— START OF SOURCE RECORDS —
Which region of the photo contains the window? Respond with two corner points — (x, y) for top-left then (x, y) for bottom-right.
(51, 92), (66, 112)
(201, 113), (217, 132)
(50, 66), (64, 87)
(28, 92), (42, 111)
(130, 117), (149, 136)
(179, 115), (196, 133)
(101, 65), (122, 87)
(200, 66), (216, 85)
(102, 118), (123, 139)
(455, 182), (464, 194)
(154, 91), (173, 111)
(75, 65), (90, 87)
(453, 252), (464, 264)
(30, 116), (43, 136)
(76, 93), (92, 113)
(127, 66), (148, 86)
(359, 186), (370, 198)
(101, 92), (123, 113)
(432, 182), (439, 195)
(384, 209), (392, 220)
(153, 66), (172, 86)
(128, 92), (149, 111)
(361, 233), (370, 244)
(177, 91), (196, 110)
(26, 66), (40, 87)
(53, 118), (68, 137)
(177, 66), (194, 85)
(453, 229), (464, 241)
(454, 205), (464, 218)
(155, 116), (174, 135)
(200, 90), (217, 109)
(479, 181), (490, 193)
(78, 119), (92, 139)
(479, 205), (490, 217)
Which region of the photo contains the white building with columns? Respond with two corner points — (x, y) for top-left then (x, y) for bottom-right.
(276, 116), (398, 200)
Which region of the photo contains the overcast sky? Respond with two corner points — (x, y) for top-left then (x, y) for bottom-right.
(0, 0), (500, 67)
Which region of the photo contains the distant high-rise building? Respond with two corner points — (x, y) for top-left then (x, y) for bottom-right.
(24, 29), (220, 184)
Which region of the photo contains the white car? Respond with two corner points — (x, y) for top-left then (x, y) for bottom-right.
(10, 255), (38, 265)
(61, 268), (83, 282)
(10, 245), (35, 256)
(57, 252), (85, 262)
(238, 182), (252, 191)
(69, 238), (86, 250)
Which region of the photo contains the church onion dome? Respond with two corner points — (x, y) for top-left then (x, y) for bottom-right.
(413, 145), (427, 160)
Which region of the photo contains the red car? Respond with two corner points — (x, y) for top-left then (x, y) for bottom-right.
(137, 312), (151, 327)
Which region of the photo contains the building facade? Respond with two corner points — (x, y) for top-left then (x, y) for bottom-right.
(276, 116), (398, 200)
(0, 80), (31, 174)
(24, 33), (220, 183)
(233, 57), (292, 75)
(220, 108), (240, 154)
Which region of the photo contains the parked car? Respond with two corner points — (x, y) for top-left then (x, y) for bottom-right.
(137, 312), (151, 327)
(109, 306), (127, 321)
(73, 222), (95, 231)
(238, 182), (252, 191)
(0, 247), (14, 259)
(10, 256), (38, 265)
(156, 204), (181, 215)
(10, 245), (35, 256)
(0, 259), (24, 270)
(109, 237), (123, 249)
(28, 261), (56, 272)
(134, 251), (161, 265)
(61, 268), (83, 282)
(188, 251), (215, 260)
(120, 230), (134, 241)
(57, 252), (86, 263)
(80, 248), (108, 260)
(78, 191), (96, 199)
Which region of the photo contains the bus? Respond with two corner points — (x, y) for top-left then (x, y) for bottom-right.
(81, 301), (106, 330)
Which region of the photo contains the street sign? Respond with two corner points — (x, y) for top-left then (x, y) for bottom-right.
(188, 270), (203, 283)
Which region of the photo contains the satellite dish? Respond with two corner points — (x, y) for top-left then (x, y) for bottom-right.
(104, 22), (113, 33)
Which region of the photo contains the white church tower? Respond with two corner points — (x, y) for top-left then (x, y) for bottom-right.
— END OF SOURCE RECORDS —
WHAT IS EXPECTED
Can you rewrite all of the rows above, replacing "top-left" with "upper-left" and leaving everything else unchanged?

ANSWER TO THE PROBLEM
Which region of the photo contains the window? Respond with two corner points — (x, y) for upper-left then (x, y) for bottom-right.
(51, 92), (66, 112)
(201, 113), (217, 132)
(50, 66), (64, 87)
(28, 92), (42, 111)
(130, 117), (149, 136)
(179, 115), (196, 133)
(101, 65), (122, 87)
(200, 66), (216, 85)
(102, 118), (123, 139)
(455, 182), (464, 194)
(154, 91), (173, 111)
(75, 65), (90, 87)
(453, 252), (464, 264)
(30, 116), (43, 136)
(76, 93), (92, 113)
(127, 66), (148, 86)
(359, 186), (370, 198)
(101, 92), (123, 113)
(432, 182), (439, 195)
(384, 209), (392, 220)
(153, 66), (172, 86)
(128, 92), (149, 111)
(361, 233), (370, 244)
(177, 91), (196, 110)
(26, 66), (40, 87)
(53, 118), (68, 137)
(177, 66), (194, 85)
(453, 229), (464, 241)
(454, 205), (464, 218)
(155, 116), (174, 135)
(200, 90), (217, 109)
(479, 181), (490, 193)
(78, 119), (92, 139)
(479, 205), (490, 217)
Which region of the photo contains the white building with columns? Respond with two corner points — (x, y) for upper-left then (x, y) for bottom-right.
(276, 116), (398, 200)
Which region of the photo contains the overcast sky? Respond with two corner points — (x, y) for upper-left then (x, y) for bottom-right.
(0, 0), (500, 67)
Which region of the photo contains the distant high-rise building? Respond with two corner points — (x, y) for upper-left then (x, y) for bottom-right.
(24, 29), (220, 184)
Which region of the photo contains the white car? Respond with two corner points — (x, y) for upper-left then (x, y) for bottom-right.
(10, 255), (38, 265)
(61, 268), (83, 282)
(10, 245), (35, 256)
(57, 252), (85, 262)
(238, 182), (252, 191)
(69, 238), (86, 250)
Which region of the photo contains the church onion dome? Respond with two corner points — (x, y) for upper-left then (x, y) for bottom-right.
(413, 145), (427, 160)
Which region of the photo contains the red car? Respond with two corner points — (x, y) for upper-left then (x, y) for bottom-right.
(137, 312), (151, 327)
Which region of the photo contains the building facade? Respond with two corner points — (x, y) for upper-left then (x, y) for bottom-right.
(276, 116), (398, 200)
(0, 80), (31, 174)
(24, 33), (220, 183)
(233, 57), (292, 75)
(220, 108), (240, 154)
Which region of the photo contains the parked car? Respond with two corner points — (x, y) for upper-left then (x, y) for bottom-right.
(137, 312), (151, 327)
(109, 306), (127, 321)
(73, 222), (95, 231)
(238, 182), (252, 191)
(0, 247), (14, 259)
(10, 256), (38, 265)
(156, 204), (181, 215)
(10, 245), (35, 256)
(0, 259), (24, 270)
(109, 237), (123, 249)
(28, 261), (56, 272)
(134, 251), (161, 265)
(61, 268), (83, 282)
(188, 251), (215, 260)
(120, 230), (134, 241)
(57, 252), (86, 263)
(80, 248), (108, 260)
(78, 191), (96, 199)
Which region of the photo contains the bus? Respond with two corner points — (x, y) for upper-left then (x, y) for bottom-right.
(81, 301), (106, 330)
Which region of the photo contains the street sign? Respond with two corner points — (x, y) for upper-left then (x, y) for bottom-right.
(188, 270), (203, 283)
Which region of the photo contains the satellite dish? Respond with two corner points — (x, y) for upper-left then (x, y) for bottom-right.
(104, 22), (113, 33)
Which region of the photo contains the white church tower? Respond with two corner points — (x, y) for upper-left then (x, y) for bottom-right.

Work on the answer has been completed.